# [SELECTED EXTRACT]
********

Fairs and Education

More samplings into the history of St Bartholomew’s Fair.

One of the more unexpected events at the fair  was the scholarly debates, which ceased with the dissoution of the monasteries, as the mulberry garden where they  were held was sold off. One of the country’s earliest antiquarians, John Stow (c1525-1605) recalls:

“the meeting of the schoolmasters on Festival Days at Festival churches, and the disputing of their scholars logically, … the same was long since discontinued; but the arguing of the schoolboys about the principles of grammar hath continued even till our time; for I myself, in m youth, have yearly seen, on the Eve of St Bartholomew the Apostle, the scholars of divers grammar schools repair unto the churchyard of St Bartholomew, the Priory in Smithfield, where upon a bank boarded about under a tree, some one scholar hath stepped up, and there hath opposed and answered till he were by some better scholar  overcome and put down; and then the overcomer taking his place, did like as the first. And in the end, the best opposers and answerers had regards, which I observed not but it made both good schoolmasters, and also good scholars, diligently against such times to prepare themselves for the obtaining of this garland. I remember there repaired to these exercises, amongst others, the masters and scholars of the free schools of St Paul’s in London, of St Peter’s at Westminster, of St Thomas Acon’s hospital, and of St Anthonie’s Hospital; whereof the last named commonly presented the best scholars, and had the prize in those days. This Priory of St Bartholomew being surrendered to Henry the Eighth, those disputations of scholars in that place surceased; and was again., only for a year or twain, revived in the cloister of Christ’s Hospital, were the best scholars, then still of St Anthonie’s school, howsoever the same be now fallen both in number and estimation, were rewarded with bows and arrows of silver, given them by Sir Martin Bower, goldsmith.

Nevertheless, however, the encouragement failed, the scholars of Paul’s, meeting with them of St Anthonie’s, would call them Anthonie’s Pigs, and they again would call the other Pigeons of Paul’s, because many pigeons were bred in St Paul’s church, and St Anthonie was always figured with a pig following him; and mindful of the former usage, did for a long season disorderly provoke one another in the open street with “Salve tu quoque, placet mecum disputare?” – “Placet.” And so proceeding from this to questions in grammar, they usually fell from words to blows with their satchels full of books, many times in great heaps, that they troubled the streets and passengers; so that finally they were restrained with the decay of St Anthonie’s school.

********

(Saved entries)

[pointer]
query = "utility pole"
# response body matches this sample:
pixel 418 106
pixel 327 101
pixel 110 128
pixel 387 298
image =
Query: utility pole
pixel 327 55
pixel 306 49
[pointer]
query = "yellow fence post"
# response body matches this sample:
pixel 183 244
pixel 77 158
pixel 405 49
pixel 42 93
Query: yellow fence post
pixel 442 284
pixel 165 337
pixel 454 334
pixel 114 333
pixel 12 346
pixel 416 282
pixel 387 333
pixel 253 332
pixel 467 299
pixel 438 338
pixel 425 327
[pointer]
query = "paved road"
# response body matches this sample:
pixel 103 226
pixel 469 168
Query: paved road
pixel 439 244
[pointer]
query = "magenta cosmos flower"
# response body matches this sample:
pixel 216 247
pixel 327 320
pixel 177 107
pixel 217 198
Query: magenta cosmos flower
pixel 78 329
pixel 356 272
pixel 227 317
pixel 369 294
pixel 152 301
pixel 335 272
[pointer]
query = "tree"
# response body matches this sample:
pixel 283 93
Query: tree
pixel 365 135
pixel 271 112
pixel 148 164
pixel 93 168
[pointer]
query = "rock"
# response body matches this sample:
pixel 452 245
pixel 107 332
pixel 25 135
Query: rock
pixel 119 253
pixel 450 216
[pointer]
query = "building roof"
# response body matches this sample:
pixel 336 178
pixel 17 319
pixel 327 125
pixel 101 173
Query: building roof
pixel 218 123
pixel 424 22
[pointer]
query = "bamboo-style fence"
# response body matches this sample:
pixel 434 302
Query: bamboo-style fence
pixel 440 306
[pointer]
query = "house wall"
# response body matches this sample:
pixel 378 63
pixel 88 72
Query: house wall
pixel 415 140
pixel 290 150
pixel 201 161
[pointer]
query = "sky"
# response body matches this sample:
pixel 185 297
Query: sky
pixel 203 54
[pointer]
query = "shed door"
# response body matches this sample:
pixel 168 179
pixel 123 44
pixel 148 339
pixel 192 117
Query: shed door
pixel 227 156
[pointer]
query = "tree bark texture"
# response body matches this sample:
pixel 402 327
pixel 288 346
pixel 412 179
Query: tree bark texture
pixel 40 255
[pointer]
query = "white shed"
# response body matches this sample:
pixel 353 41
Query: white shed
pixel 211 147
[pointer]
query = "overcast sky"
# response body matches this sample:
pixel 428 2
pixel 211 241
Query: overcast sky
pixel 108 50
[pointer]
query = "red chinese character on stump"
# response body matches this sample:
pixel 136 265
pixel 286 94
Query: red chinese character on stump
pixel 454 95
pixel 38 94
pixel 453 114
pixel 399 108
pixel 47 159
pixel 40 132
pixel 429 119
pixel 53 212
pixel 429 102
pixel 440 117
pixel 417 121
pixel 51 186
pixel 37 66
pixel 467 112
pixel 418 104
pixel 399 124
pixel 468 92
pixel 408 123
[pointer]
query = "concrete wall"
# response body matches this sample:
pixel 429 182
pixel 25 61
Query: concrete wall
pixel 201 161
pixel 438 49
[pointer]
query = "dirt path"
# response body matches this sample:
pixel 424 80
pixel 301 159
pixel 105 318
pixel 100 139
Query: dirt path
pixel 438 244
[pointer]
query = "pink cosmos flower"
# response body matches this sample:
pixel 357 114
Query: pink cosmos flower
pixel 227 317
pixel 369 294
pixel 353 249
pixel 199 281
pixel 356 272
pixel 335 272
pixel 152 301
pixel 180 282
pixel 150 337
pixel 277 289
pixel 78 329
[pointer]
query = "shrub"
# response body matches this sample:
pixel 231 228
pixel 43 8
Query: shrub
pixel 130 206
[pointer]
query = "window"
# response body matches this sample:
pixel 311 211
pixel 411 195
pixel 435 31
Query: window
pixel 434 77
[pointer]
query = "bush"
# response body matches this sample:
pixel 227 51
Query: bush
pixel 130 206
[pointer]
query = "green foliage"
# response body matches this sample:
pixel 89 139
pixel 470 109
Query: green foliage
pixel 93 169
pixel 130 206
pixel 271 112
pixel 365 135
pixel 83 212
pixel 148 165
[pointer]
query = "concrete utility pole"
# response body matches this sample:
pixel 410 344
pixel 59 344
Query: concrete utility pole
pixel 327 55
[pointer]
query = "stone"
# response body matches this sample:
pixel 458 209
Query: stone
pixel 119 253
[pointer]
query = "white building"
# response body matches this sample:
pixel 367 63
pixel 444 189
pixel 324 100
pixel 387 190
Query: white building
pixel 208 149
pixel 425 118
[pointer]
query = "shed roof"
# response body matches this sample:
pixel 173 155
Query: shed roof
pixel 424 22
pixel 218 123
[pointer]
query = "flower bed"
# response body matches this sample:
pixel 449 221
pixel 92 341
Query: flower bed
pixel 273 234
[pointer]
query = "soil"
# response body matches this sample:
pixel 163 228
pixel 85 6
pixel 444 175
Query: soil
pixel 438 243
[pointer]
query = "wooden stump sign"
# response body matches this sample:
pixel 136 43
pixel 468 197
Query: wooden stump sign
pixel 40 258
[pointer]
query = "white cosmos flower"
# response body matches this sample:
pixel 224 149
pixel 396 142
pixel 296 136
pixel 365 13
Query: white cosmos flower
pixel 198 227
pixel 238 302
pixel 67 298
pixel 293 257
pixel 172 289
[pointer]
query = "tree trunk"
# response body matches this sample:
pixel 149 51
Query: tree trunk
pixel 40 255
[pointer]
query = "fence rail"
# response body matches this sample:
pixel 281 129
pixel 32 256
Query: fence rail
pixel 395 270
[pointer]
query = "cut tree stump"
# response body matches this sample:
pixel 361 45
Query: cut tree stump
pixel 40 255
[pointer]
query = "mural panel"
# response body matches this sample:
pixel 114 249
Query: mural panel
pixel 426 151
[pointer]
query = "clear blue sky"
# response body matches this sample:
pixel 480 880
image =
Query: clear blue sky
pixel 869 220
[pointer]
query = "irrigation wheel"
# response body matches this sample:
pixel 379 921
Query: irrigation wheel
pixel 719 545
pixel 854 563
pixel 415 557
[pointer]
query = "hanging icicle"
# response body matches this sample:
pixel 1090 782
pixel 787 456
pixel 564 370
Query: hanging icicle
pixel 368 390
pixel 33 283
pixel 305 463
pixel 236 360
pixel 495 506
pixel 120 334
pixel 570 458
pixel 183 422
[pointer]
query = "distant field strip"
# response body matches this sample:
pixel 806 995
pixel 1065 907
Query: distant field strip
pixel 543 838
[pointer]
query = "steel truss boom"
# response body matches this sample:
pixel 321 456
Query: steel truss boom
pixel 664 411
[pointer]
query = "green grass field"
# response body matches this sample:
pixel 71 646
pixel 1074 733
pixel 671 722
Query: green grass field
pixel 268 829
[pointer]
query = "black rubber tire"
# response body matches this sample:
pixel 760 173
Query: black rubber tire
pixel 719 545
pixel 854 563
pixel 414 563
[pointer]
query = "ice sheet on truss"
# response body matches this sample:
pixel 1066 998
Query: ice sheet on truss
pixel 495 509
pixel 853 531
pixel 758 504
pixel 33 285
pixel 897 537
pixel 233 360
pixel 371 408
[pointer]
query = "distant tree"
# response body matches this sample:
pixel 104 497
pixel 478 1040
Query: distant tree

********

# [EXERCISE SET]
1. From the piece on St Bartholomew's Fair, quote the stretch from "Nevertheless, however, the" through "St Anthonie’s school.".
2. Turn the paragraph of the St Bartholomew's Fair piece beginning "Nevertheless, however, the encouragement failed" into a bulleted list of its main facts.
3. Continue the piece on St Bartholomew's Fair from the point where it stops.

# [ANSWERS TO EACH TASK]
1.
Nevertheless, however, the encouragement failed, the scholars of Paul’s, meeting with them of St Anthonie’s, would call them Anthonie’s Pigs, and they again would call the other Pigeons of Paul’s, because many pigeons were bred in St Paul’s church, and St Anthonie was always figured with a pig following him; and mindful of the former usage, did for a long season disorderly provoke one another in the open street with “Salve tu quoque, placet mecum disputare?” – “Placet.” And so proceeding from this to questions in grammar, they usually fell from words to blows with their satchels full of books, many times in great heaps, that they troubled the streets and passengers; so that finally they were restrained with the decay of St Anthonie’s school.

2.
- Even after the rewards stopped, the scholars of St Paul's and St Anthonie's kept up their rivalry.
- Paul's scholars called the others "Anthonie's Pigs," because St Anthonie was always shown with a pig following him.
- St Anthonie's scholars called the others "Pigeons of Paul's," because many pigeons were bred in St Paul's church.
- Remembering the old custom, they provoked each other in the open street for a long time with "Salve tu quoque, placet mecum disputare?" – "Placet."
- Their questions in grammar usually turned into fights with satchels full of books, often in great heaps, troubling the streets and passersby.
- The fighting was finally checked by the decay of St Anthonie's school.

3.
The satchels full of books, with which the boys belaboured  one another, really were the weapons that had put an end to the old practice of incessant oral disputation. Schoolmasters and men of learning, years before, had also taken to the thrashing of each other with many books; and books scattered abroad “many times in great heaps” were the remains also of their new way  of controversy. If a man had learning, society no longer made it in any degree necessary for him to go bodily in search of the general public to a Fair, or in search of the educated public to the great hall of a University. Writing was no longer a solemn business, and writing materials were no longer too costly to be delivered over to the herd of schoolboys for habitual use and destruction. Written, instead of spoken exercises, occupied the ‘pigs’ and ‘pigeons’ who ran riot over the remains of a dead system.”

There is so much in this piece that I find interesting. Scholars debating Latin grammar seems an odd event to be held at a fair, but it makes sense in the context that the fairs were originally religious celebrations of the religious house’s founding saints. These debates were open to the public, so may well have been an element of PR for the various schools to demonstrate the standards of the teachers and scholars.

I  love the idea of scholars from different schools insulting each other in Latin – how more elitist can that be?

But  at the core of this piece is that it shows much about the changes that occurred as a result of the closing of the religious houses, so the closure of them as a monopoly on education. Without the control of the priests, it seems the students ran riot.

It also highlights an important change in teaching, from oral to written – the importance of debate and learning by rote, of having writing only as a reminder, is shown here to have been replaced at this early date by a shift to learning from books, from learning being a social exchange to one of private study.

I also find it strange that the scholars treated their books with such contempt – they were still expensive items – printing made books more available, but they were still beyond the reach of most of the population, so this shows a real contempt for learning which I find very odd. But also thoroughly modern.